**About this task**
Please continue the biographical entry on Emílio Garrastazú Médici, starting after its last sentence.

**Supplied passage**

------------

Médici, Emílio Garrastazú (1905–1985)
Médici, Emílio Garrastazú (1905–1985)
Emílio Garrastazú Médici (b. 4 December 1905; d. 9 October 1985), military leader and president of Brazil (1969–1974). Médici was born in Bagé, Brazil, a village in southern cattle country close to the Uruguayan border. He entered a military school in Pôrto Alegre when he was twelve and enlisted in the cavalry nine years later. In 1934 he joined the Command and General Staff School in Rio de Janeiro. He was serving as an intelligence officer in Rio Grande do Sul in 1953 when Artur da Costa e Silva, commander of the Third Military Region, named him chief of staff. Eight years later Médici was promoted to brigadier general and appointed commander of the National Military Academy in Agulhas Negras.
Médici was the military attaché at the Brazilian Embassy in Washington, D.C., at the time of the military coup against President João Goulart in 1964. He left the army in 1966 to become civilian head of the National Intelligence Service, returning three years later to take command of the Third Army.
When President Costa e Silva suffered a stroke in August 1969, a three-man junta composed of the military service chiefs assumed control of the government. They bypassed the successor designated in the Constitution of 1967, Vice President Pedro Aleixo, who was perceived as being too much of a politician. After consulting 100 generals, the 10 generals of the Army High Command settled on Médici as the next president. He was then nominated by the government party, the National Renovating Alliance (ARENA), elected by the Brazilian National Congress, and sworn in 30 October 1969.

------------

**Extracted information**
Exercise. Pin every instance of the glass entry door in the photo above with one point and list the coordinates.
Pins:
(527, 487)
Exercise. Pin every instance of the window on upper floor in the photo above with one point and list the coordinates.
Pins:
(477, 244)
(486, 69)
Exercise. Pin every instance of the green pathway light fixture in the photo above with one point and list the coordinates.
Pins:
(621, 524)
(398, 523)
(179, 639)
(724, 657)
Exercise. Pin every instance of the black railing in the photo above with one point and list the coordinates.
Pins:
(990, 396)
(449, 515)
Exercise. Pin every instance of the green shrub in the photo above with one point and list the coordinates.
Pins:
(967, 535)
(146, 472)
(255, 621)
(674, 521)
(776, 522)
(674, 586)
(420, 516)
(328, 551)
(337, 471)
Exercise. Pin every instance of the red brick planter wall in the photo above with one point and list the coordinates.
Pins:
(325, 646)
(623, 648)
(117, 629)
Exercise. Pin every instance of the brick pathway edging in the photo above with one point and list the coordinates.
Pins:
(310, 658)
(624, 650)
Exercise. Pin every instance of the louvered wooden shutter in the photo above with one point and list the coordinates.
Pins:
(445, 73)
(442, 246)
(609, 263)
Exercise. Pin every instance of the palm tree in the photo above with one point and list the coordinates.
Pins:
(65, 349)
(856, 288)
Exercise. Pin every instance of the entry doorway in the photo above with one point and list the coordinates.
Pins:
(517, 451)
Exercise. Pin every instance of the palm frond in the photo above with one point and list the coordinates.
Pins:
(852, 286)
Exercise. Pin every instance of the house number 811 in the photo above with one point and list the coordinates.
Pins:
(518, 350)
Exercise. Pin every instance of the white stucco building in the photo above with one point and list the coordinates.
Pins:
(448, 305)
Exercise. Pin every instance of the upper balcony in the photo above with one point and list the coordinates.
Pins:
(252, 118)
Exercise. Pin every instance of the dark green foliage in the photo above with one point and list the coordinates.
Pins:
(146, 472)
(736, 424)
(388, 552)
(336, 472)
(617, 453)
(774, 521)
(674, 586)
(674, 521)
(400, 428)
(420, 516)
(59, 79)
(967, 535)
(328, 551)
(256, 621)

------------

**Answer to the exercise**
Médici promised a move toward democracy but instead practiced political repression. He permitted federal elections to Congress in November 1970, but allowed only one opposition party, the Brazilian Democratic Movement (MDB), to compete against ARENA. Before the election, the military carried out a mass crackdown of dissidents and arrested about 5,000 people. According to the Brazilian Amnesty Committee, 170 political opponents were killed during Médici's presidency.
The military considered suppression of dissent necessary for maintaining the stability needed to achieve economic growth. Médici's administration also helped to sustain the "economic miracle" that began in 1968. It attracted foreign loans for large-scale economic development projects and spent heavily on roads, railways, and utility projects—the infrastructure for heavy industry. Government-owned enterprises dominated steel, mining, and petrochemical industries. In 1974, 74 percent of the combined assets of the country's 100 largest firms belonged to state enterprises; state banks accounted for 56 percent of total deposits and 65 percent of loans to the private sector. This created further inequality of wealth among people and regions. Médici attempted to correct this imbalance in 1970 with construction of the Transamazon Highway, which was intended to encourage immigration and development in northeastern Brazil, the nation's poorest region. High government spending, along with the infusion of foreign capital, boosted economic growth rates to between 7 percent and 11 percent during Médici's years in office, but 80 percent of the population remained mired in poverty. Médici died in Rio de Janeiro.
See alsoBrazil, Economic Miracle (1968–1974) .
Werner Baer, The Brazilian Economy: Growth and Development (1989).
Thomas E. Skidmore, The Politics of Military Rule in Brazil, 1964–85 (1988).
Mattos, Marco Aurélio Vannucchi Leme de, and Walter Cruz Swensson. Contra os inimigos da ordem: a repressão política do regime militar brasileiro (1964–1985). Rio de Janeiro: DP & A Editora, 2003.
Rezende, Maria José de. A ditadura militar no Brasil: repressão e pretensão de legitimidade, 1964–1984. Londrina, Brazil: Editora UEL, 2001.
Souto, Cíntia Vieira. A diplomacia do interesse nacional: a política externa do Governo Médici. Porto Alegre, Brazil: Editora da UFRGS, 2003.